Pictures in the records should not be copied, but every other part must be repeated exactly.

* BEGIN Given records *

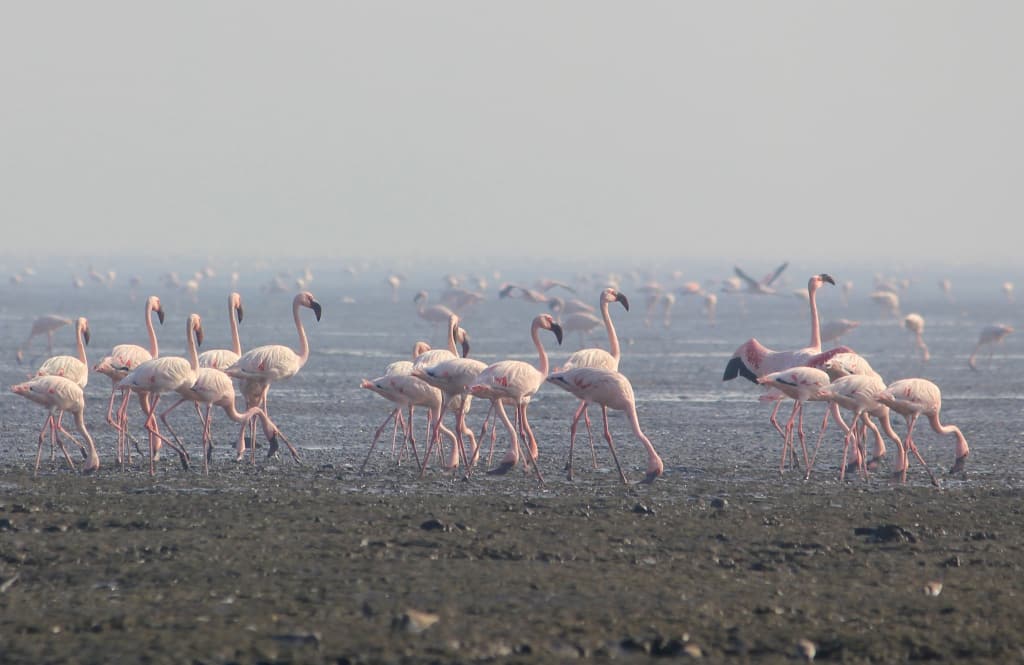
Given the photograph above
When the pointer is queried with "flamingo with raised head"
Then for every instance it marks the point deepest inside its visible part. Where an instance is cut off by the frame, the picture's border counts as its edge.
(59, 395)
(612, 390)
(914, 398)
(164, 374)
(596, 357)
(516, 382)
(990, 336)
(44, 325)
(753, 360)
(260, 367)
(223, 358)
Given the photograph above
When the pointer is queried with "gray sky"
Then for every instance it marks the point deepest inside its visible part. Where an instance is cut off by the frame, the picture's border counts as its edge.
(764, 130)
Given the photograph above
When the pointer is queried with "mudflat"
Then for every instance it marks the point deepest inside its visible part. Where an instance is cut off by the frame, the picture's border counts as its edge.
(278, 563)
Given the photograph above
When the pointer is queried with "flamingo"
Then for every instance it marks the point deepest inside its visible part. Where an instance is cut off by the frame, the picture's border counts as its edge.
(753, 359)
(516, 382)
(45, 325)
(915, 324)
(260, 367)
(612, 390)
(59, 395)
(802, 384)
(913, 398)
(596, 357)
(125, 358)
(990, 336)
(165, 374)
(858, 392)
(221, 358)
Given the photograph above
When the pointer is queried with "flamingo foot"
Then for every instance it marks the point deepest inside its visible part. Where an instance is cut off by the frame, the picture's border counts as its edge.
(502, 468)
(958, 465)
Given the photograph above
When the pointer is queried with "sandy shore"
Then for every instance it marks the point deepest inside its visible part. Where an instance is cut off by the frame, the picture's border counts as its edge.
(317, 564)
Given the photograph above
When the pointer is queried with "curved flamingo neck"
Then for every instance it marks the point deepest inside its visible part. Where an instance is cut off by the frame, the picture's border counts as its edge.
(154, 346)
(81, 343)
(190, 341)
(303, 342)
(233, 320)
(612, 337)
(535, 332)
(815, 324)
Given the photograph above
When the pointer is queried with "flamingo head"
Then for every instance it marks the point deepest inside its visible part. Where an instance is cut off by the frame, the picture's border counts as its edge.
(306, 299)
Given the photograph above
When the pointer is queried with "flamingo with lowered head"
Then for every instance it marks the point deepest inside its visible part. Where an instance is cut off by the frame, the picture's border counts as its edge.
(914, 398)
(516, 382)
(612, 390)
(59, 395)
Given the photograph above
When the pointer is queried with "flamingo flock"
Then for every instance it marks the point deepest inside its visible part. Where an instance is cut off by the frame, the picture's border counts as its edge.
(448, 380)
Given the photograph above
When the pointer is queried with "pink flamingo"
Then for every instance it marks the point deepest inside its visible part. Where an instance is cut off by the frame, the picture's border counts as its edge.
(45, 325)
(516, 382)
(164, 374)
(612, 390)
(122, 360)
(221, 358)
(990, 336)
(801, 384)
(596, 357)
(59, 395)
(915, 324)
(911, 399)
(753, 360)
(260, 367)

* END Given records *

* Result of this exercise *
Given the photograph above
When the pointer is queried with "flamingo with raised head"
Then for every instance it marks the point deepest inside its visible part. Where an instance is cut off by the frame, the picture's border counts as its edge.
(59, 395)
(612, 390)
(914, 398)
(164, 374)
(596, 357)
(516, 382)
(990, 336)
(44, 325)
(753, 360)
(260, 367)
(223, 358)
Given the photograph above
When the pointer is queried with "gray sky"
Then for every instance it marks the point deepest inside its visible part. Where an instance is cut off by the frame, the picture's border counts as its edge.
(764, 130)
Given the photograph above
When the pointer is queried with "mudflat"
Then for every instance it marks the point deepest inside its visible part. Where an instance is cut off by the frame, the picture's border counts as its edge.
(278, 563)
Given the photograph above
When the pointer is queried with "flamingo"
Then for every instance it marks the point deepest inside its visible part. Where an instance is cut off by the frame, the picture's border counts as its edge.
(753, 359)
(516, 382)
(45, 325)
(915, 324)
(260, 367)
(612, 390)
(59, 395)
(802, 384)
(913, 398)
(596, 357)
(125, 358)
(990, 336)
(165, 374)
(858, 392)
(221, 358)
Given the photograph above
When the pointer is queried with "flamingo foot"
Then for every instance it marks the point deepest inside its visible part. Where an instance is cut off by the frame, the picture's border counts as its edge.
(502, 468)
(958, 465)
Given the photograph above
When the pointer is queried with "sandy shore"
Then for every instance it marks the point deepest inside its visible part. Where an instance is cut off by the frame, the picture's border counts as its edge.
(317, 564)
Given the photograph above
When the pointer is queried with "curved flamingo neck"
Then for every instance it marks the point deepest inside its visible part. Where an instance is cut off by the frame, the picture's border counts as its edge.
(154, 346)
(81, 343)
(190, 341)
(303, 342)
(233, 320)
(612, 337)
(535, 332)
(815, 324)
Given the photograph above
When the pointer is queried with "flamingo head"
Then for every instance it marks the point deepest inside its visible part. Where an instance is cut off by the frame, the picture's border counts as its edge.
(306, 299)
Given the photograph above
When the pointer is queried with "flamingo with lowered head"
Then for every instance it marks the point deepest inside its visible part. Where an instance is cut off by the frame, the picture's border counts as its edge.
(914, 398)
(516, 382)
(612, 390)
(59, 395)
Given the photograph above
When the pointer is queried with "flamingo flock"
Then for every instance it marks the point deepest inside its visible part. Where an instance is cut off by the frame, the picture's border counts as its edge.
(448, 380)
Given the photograph above
When the pointer is queried with "pink flamingo"
Then for every instance it marks the point deepest inside its visible part. Where an instance is cut off by the frame, the picture's border counts as its edge.
(45, 325)
(516, 382)
(164, 374)
(612, 390)
(122, 360)
(221, 358)
(990, 336)
(801, 384)
(596, 357)
(59, 395)
(915, 324)
(911, 399)
(753, 360)
(260, 367)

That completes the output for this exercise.